### GOAL OF THE EXERCISE
Give back, word for word, every line from the one containing "Target: lake water" to the end of the listing, and nothing more.
[Opening DATA UNDER STUDY section]
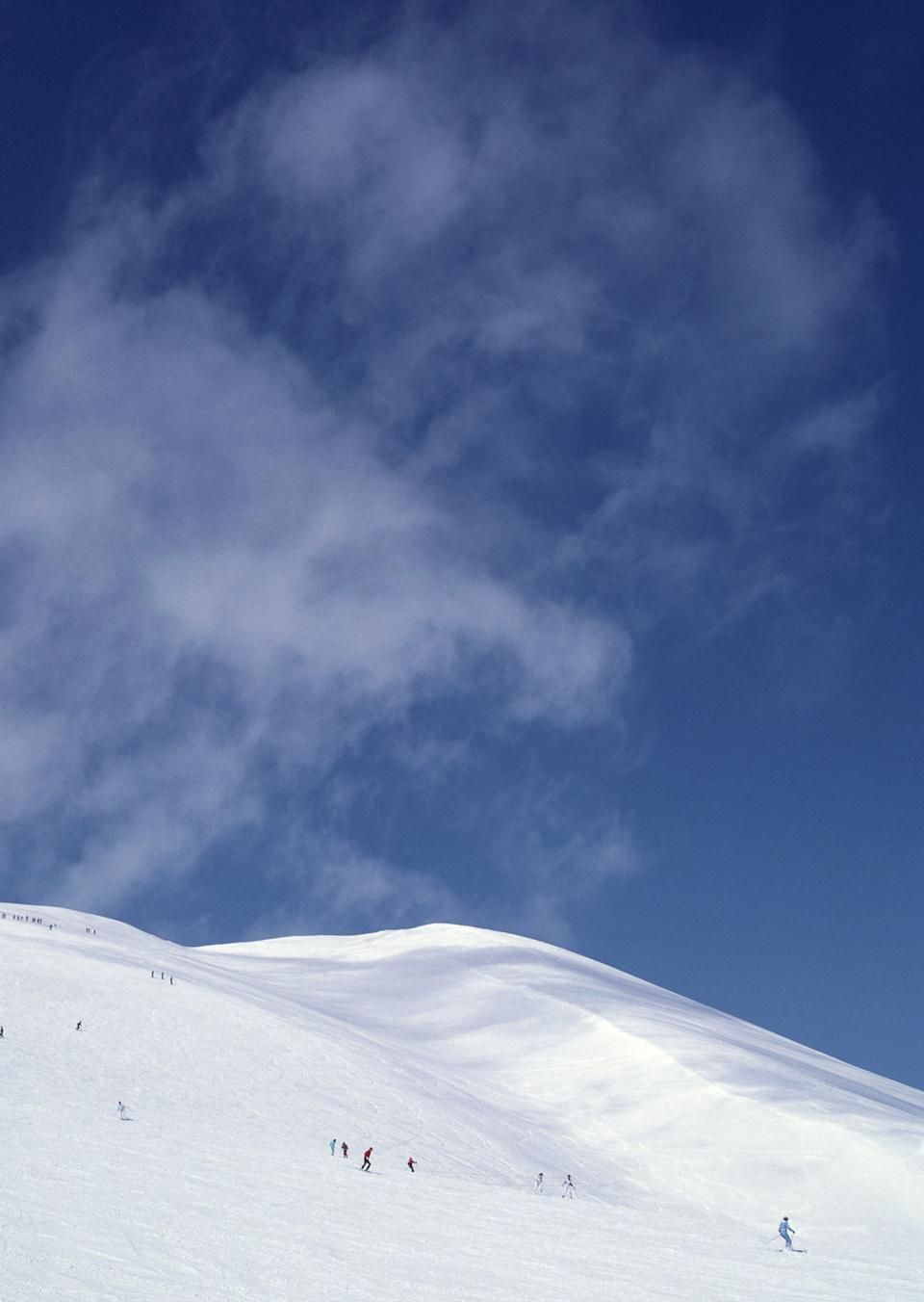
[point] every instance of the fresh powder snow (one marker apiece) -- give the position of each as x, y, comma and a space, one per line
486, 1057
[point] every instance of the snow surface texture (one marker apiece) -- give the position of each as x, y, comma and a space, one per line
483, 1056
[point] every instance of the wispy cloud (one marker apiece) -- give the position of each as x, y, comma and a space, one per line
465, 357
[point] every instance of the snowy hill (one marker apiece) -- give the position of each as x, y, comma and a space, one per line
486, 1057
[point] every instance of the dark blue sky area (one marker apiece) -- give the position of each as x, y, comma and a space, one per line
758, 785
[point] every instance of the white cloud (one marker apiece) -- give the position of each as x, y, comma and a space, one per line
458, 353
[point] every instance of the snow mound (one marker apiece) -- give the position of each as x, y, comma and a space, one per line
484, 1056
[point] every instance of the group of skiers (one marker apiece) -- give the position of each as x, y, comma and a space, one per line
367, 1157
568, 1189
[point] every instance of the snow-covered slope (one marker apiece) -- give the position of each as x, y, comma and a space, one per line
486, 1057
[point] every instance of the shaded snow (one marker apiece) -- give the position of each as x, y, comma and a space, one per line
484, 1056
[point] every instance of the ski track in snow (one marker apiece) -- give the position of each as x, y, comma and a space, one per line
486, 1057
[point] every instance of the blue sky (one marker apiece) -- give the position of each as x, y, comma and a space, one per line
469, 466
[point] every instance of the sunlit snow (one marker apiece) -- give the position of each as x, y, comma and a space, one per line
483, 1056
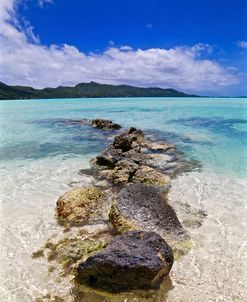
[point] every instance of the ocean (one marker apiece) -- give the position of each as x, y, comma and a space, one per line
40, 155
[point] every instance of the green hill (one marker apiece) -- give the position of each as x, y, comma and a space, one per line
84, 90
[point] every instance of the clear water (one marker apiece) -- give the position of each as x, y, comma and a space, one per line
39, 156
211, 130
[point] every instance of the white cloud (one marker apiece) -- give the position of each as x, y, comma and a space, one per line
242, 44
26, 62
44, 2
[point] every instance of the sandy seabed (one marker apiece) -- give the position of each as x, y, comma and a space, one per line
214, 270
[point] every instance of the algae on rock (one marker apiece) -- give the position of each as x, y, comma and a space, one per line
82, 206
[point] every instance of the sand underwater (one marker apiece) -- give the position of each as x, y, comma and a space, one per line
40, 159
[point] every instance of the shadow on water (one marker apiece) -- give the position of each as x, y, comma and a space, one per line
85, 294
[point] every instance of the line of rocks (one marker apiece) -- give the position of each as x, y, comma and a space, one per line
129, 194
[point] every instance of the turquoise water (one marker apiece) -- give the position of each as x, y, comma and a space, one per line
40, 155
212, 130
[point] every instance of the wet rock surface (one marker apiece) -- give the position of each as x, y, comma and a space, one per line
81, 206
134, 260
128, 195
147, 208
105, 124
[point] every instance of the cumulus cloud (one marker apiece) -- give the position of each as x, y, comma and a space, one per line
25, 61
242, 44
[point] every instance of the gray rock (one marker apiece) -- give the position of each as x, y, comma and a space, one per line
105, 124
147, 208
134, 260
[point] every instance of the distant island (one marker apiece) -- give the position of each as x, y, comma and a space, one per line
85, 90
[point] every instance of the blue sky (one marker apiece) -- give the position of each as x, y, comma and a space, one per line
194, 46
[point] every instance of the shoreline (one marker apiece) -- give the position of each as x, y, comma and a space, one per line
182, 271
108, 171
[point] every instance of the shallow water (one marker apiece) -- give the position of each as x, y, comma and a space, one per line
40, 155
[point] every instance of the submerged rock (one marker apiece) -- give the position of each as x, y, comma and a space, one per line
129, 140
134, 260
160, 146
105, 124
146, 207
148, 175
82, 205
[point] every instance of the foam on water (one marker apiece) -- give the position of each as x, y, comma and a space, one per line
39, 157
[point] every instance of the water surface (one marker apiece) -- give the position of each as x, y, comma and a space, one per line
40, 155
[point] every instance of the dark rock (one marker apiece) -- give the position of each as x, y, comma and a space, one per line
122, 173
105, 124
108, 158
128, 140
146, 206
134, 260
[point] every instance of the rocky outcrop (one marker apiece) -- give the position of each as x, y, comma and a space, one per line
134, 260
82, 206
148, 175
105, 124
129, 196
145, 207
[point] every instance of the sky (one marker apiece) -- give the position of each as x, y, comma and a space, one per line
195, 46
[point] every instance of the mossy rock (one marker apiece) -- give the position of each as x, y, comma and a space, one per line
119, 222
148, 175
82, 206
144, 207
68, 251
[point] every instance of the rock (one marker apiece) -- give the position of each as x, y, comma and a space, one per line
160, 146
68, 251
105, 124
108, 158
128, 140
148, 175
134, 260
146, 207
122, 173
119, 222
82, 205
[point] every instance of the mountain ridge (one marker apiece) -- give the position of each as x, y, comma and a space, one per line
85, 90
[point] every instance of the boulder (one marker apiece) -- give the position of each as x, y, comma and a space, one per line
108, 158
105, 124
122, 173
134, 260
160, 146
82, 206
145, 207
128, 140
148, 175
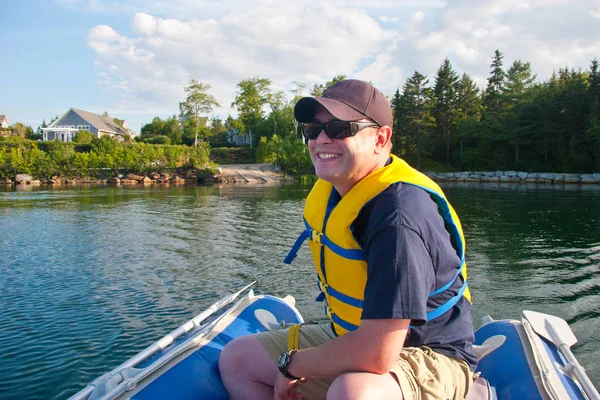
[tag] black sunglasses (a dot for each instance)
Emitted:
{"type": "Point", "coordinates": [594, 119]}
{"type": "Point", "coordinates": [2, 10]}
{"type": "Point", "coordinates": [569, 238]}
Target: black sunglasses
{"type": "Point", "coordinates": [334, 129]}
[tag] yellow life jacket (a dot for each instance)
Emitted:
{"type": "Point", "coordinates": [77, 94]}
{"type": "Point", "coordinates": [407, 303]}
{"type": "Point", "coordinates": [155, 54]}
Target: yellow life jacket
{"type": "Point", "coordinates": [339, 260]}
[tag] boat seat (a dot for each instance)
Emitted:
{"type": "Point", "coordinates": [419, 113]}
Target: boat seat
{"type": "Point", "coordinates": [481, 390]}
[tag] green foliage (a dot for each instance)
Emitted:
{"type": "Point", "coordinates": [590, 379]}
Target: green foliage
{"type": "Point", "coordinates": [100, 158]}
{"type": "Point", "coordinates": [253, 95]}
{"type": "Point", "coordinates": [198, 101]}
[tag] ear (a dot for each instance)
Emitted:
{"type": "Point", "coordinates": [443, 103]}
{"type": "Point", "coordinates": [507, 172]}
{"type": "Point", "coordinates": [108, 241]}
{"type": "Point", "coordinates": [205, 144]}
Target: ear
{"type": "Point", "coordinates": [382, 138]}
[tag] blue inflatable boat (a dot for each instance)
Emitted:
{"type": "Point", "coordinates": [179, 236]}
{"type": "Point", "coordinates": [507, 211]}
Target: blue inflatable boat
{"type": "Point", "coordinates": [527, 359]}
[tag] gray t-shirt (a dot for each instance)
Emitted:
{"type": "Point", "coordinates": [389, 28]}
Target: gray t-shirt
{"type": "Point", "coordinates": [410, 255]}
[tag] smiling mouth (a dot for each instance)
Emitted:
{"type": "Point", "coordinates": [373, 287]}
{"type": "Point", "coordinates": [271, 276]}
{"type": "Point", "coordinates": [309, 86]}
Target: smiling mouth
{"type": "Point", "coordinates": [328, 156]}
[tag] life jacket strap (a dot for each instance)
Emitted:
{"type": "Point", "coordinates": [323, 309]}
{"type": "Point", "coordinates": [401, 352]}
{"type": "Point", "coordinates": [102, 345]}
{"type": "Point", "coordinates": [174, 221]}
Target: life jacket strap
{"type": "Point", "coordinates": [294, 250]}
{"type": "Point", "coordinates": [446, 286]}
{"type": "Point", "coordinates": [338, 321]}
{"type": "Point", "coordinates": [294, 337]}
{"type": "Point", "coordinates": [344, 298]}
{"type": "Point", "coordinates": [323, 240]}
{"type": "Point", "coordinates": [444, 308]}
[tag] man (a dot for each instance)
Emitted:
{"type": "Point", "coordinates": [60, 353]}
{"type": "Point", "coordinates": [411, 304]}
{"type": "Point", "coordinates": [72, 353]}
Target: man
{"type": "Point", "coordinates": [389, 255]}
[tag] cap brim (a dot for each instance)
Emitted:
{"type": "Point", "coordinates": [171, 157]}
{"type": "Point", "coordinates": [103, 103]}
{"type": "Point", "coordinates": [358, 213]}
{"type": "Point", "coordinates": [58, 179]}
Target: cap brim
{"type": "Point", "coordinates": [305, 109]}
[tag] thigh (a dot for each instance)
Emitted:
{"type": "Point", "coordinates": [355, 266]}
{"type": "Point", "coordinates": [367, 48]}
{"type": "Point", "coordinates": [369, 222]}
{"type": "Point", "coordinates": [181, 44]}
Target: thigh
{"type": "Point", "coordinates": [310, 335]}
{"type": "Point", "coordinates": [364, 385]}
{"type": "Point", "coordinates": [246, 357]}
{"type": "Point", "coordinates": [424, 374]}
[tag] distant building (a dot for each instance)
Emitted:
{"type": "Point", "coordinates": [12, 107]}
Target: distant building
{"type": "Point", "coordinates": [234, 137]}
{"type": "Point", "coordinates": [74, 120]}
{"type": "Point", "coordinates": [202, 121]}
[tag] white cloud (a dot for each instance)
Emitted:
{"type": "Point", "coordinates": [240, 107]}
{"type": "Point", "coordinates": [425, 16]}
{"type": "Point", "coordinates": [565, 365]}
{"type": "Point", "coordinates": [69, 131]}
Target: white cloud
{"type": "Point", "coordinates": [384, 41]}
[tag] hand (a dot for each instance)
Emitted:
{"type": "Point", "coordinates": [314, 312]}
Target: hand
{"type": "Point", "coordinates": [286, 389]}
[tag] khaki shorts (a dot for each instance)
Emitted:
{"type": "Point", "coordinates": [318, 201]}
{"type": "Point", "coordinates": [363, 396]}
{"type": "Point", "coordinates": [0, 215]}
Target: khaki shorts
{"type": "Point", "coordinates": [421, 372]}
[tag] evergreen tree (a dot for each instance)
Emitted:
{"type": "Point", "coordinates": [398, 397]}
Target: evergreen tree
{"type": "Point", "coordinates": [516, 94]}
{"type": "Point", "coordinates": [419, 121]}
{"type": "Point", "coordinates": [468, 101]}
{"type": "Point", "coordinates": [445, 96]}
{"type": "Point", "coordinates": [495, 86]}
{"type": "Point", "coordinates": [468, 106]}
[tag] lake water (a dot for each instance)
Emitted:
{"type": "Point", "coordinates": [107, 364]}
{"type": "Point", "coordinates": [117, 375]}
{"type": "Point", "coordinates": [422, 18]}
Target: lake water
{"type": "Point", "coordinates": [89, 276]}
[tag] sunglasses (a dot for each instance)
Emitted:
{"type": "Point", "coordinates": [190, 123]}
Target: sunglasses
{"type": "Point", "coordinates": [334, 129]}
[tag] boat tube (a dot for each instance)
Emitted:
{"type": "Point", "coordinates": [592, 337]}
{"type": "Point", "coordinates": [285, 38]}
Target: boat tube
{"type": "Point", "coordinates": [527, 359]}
[Closing DATA UNDER STUDY section]
### ANSWER TO THIS TASK
Target: lake water
{"type": "Point", "coordinates": [89, 276]}
[tag] sunglasses (a dot for each instance)
Emitted:
{"type": "Point", "coordinates": [190, 123]}
Target: sunglasses
{"type": "Point", "coordinates": [334, 129]}
[tag] boat tube (a dot for each instance)
Emitted:
{"type": "Point", "coordinates": [592, 337]}
{"type": "Point", "coordinates": [285, 38]}
Target: boat tube
{"type": "Point", "coordinates": [527, 359]}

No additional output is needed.